The Ocean—Captured in a Box
An "experimentalist" encapsulates ocean fluid dynamics in the lab
Claudia Cenedese prides herself on thinking inside the box. Her boxes are made of Plexiglass, and they contain the oceans—but on a miniature scale.
Most oceanographers make tiny observations in a vast ocean to piece together the big picture of how it moves and works. Theoreticians start with the big picture, weaving the laws of physics into equations that can never contain all the intricacies of the real ocean. Somewhere in between is Cenedese, a physical oceanographer at Woods Hole Oceanographic Institution, who describes herself as an experimentalist.
In the WHOI Geophysics Fluid Dynamics (GFD) Laboratory, she telescopes real-ocean scenarios into her boxes. The same basic laws that govern fluid dynamics in the boxes also apply in the real ocean, and Cenedese’s experiments reveal on a small scale what would be impossible to see and encompass at sea.
Her oceans-in-a-box are not bathtubs filled with stagnant, homogenous water. Like the ocean, they contain distinct masses of water with different salinities and densities, which tend to remain separate but flow in interweaving patterns. The box sits on a spinning table that mimics Earth’s rotation, simulating the Coriolis effect on the ocean.

___

Continue the article on Claudia Cenedese's laboratory ocean experiments, picking up after its last sentence.

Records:
___

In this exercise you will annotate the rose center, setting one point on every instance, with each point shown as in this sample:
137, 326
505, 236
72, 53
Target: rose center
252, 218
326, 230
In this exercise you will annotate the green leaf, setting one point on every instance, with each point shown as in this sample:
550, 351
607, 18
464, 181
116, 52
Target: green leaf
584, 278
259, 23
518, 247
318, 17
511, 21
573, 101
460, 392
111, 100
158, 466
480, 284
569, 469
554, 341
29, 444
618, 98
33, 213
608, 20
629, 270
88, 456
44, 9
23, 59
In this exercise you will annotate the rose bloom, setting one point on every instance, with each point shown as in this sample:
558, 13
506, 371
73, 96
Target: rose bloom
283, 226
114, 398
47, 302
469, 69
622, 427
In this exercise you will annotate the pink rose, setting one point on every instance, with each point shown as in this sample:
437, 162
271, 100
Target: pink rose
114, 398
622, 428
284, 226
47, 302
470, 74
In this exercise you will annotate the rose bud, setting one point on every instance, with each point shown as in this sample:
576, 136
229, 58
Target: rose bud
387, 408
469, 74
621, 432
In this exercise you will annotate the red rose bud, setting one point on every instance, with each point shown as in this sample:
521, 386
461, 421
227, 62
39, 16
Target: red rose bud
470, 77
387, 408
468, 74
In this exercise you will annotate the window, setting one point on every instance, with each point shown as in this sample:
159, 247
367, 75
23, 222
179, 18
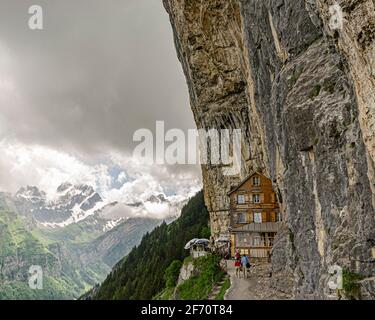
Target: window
242, 239
258, 241
278, 217
271, 239
256, 198
257, 217
256, 181
240, 199
242, 218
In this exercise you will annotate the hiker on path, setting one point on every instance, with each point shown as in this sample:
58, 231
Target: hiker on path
237, 265
245, 262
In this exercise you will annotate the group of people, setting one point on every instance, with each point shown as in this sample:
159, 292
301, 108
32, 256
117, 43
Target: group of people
242, 264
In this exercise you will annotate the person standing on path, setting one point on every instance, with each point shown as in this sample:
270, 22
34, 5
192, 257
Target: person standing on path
245, 262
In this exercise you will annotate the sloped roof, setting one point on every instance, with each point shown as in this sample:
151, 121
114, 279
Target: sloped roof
246, 179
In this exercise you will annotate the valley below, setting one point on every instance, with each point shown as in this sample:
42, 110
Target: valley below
69, 239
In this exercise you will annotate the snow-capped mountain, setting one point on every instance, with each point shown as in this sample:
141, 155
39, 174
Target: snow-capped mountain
71, 204
74, 203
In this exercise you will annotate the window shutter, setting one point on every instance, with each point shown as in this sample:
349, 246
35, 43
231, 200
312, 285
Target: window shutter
264, 216
251, 217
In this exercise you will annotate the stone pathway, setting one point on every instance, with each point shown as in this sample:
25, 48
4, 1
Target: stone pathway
256, 287
217, 288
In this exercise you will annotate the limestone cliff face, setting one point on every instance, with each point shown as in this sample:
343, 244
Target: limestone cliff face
304, 97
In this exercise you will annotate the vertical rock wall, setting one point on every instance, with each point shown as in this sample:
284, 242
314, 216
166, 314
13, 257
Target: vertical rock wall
303, 96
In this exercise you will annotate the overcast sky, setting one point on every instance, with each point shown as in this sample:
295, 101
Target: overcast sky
72, 95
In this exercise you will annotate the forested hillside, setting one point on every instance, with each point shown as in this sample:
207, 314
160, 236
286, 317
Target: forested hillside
140, 275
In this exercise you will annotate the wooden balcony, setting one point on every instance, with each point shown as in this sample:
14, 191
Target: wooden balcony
256, 227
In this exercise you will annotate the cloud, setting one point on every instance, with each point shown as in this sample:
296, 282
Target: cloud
47, 168
72, 95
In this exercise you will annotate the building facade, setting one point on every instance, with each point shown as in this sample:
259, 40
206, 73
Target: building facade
255, 216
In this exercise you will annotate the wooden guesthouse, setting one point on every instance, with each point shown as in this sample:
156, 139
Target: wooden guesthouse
255, 216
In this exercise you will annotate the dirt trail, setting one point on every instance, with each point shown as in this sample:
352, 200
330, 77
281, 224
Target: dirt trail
255, 287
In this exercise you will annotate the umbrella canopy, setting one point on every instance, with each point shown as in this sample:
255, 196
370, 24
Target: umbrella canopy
222, 239
202, 241
190, 243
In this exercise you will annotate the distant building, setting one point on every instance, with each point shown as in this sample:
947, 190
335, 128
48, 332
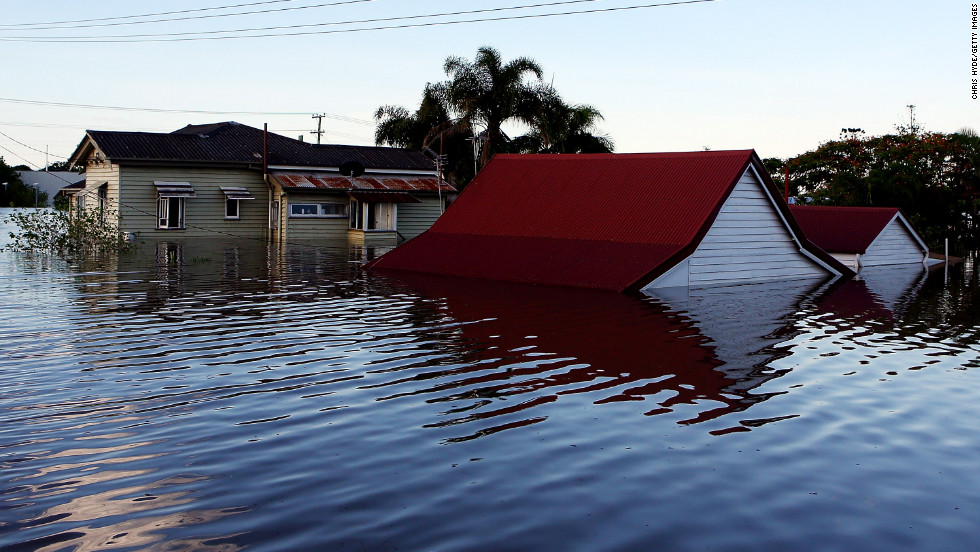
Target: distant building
50, 182
619, 222
232, 180
862, 236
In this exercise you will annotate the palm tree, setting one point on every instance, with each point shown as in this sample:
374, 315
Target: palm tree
558, 127
429, 127
488, 93
399, 128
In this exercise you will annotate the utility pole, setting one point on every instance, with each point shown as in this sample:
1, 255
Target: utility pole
319, 125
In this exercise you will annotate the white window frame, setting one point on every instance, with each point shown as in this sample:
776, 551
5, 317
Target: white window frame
238, 209
364, 212
321, 210
163, 213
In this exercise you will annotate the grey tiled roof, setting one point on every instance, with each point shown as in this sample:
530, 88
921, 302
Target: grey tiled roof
235, 143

___

◆ Task response:
The different water masses are color-coded with food dye to observe more easily how they move and mix. An overhanging camera rotates in synchrony with the table, providing a detailed visual record of the waters’ colorful, swirling motions.
“It’s not the real ocean, but it’s a real fluid; it’s not on paper,” said Cenedese’s colleague Karl Helfrich, who is also an oceanographic “experimentalist” at WHOI. “And, it’s hard to do a controlled experiment out there in the real ocean.”
Controlling the variables
In her miniature oceans, Cenedese can manipulate the variables. She can change water densities, for example, or add plastic islands, continents, or underwater mountains, then shift their geometry.
“Claudia comes up with an idea, and we carry it out,” said Ken Bradley, a research associate in the GFD Lab. “She says, ‘Make me a seamount,’ and I say, ‘Aaaal-right. We can do that.’ It’s all one-of-a-kind. I try to use stuff that is readily available and that doesn’t cost a lot of money.”
In one experiment, Cenedese and Rachel Bueno de Mesquita, a visiting undergraduate from the University of Rome, inserted a 12-centimeter-high plastic mound in the center of their box to investigate how water flows around a seamount sticking 1,000 meters (.62 miles) up from the seafloor. It did not flow randomly, but organized itself into a large eddy, a self-contained spinning parcel of water, that whirled around the base of the seamount.
Next, the scientists tested what would happen if the seamount’s topography were smooth as a desert, or bumpy like the Alps. They repeated the experiments, covering the plastic seamount with chicken wire, plastic grass, sand paper, and insulating foam—each with a texture that produced a quantifiable drag. The rougher the “topography,” the slower the eddy rotated.
In the same way that scientists use wind tunnels to examine aerodynamics, “there is long tradition of studying fluid mechanics in the lab,” Helfrich said. “Sometimes we have a general idea about a phenomenon or process—like the formation of eddies spinning off a current as it goes around a corner of land, for example—but we really want to explore the intimate physics of it: Does it always happen? Under what conditions?”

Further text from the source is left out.